▶ [Exercise instructions]
In each of the records below, substitute "widest part" for "thickest part" and write the records out again with everything else unchanged.

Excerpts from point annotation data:
----------------
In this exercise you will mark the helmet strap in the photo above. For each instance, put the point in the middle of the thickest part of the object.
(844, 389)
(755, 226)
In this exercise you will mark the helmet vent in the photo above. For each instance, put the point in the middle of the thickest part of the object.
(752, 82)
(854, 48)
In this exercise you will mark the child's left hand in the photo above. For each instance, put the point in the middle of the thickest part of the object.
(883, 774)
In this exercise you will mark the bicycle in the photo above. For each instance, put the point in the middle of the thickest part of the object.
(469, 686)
----------------
▶ [Full output]
In this exercise you will mark the helmet strap in the photo above. For each instance, put the point in the middle of the widest part of the object.
(844, 389)
(755, 226)
In this exercise you will mark the helmet vent in the photo above. For each instance, put the point in the middle of the widest part of the object.
(752, 82)
(854, 48)
In this exercise you will mark the child's left hand in the photo above. For each instance, put the point in the middle of the widest part of the object.
(883, 774)
In this exercise you will mark the bicycle in the photo above. For each instance, put the point in the middle of the widest part of the object.
(469, 686)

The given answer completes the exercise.